───── Listed records

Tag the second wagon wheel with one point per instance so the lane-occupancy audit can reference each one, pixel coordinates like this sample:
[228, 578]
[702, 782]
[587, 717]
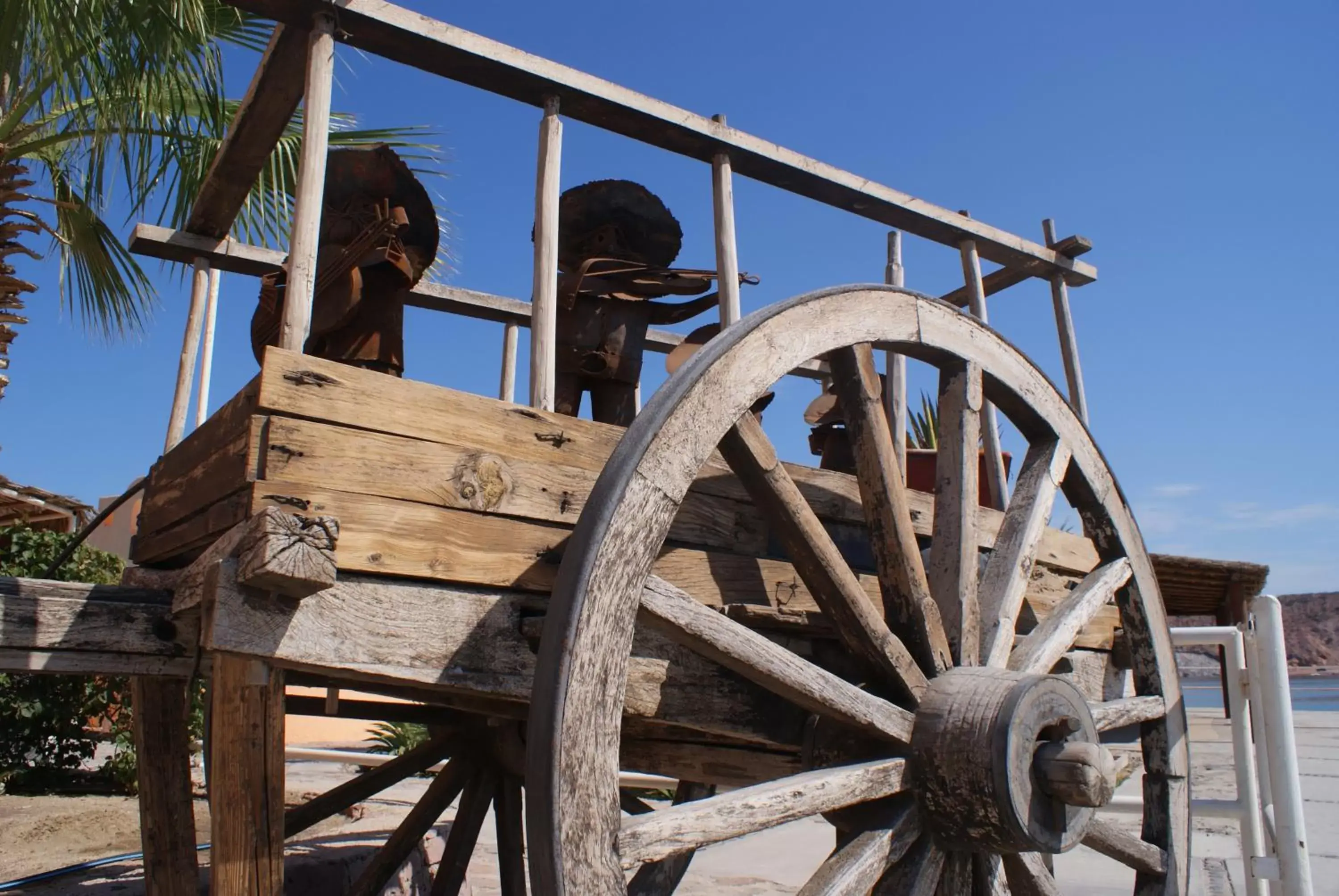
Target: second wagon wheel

──────────

* **Goal of the exercise**
Return all the data above as written, leaving out only the pictures.

* **Solution to this task**
Tag the second wagon wheel with one point per instance so the lane-occupancy audit can reference each one, pixel coordinates like this sample:
[228, 578]
[702, 782]
[587, 717]
Target: second wagon wheel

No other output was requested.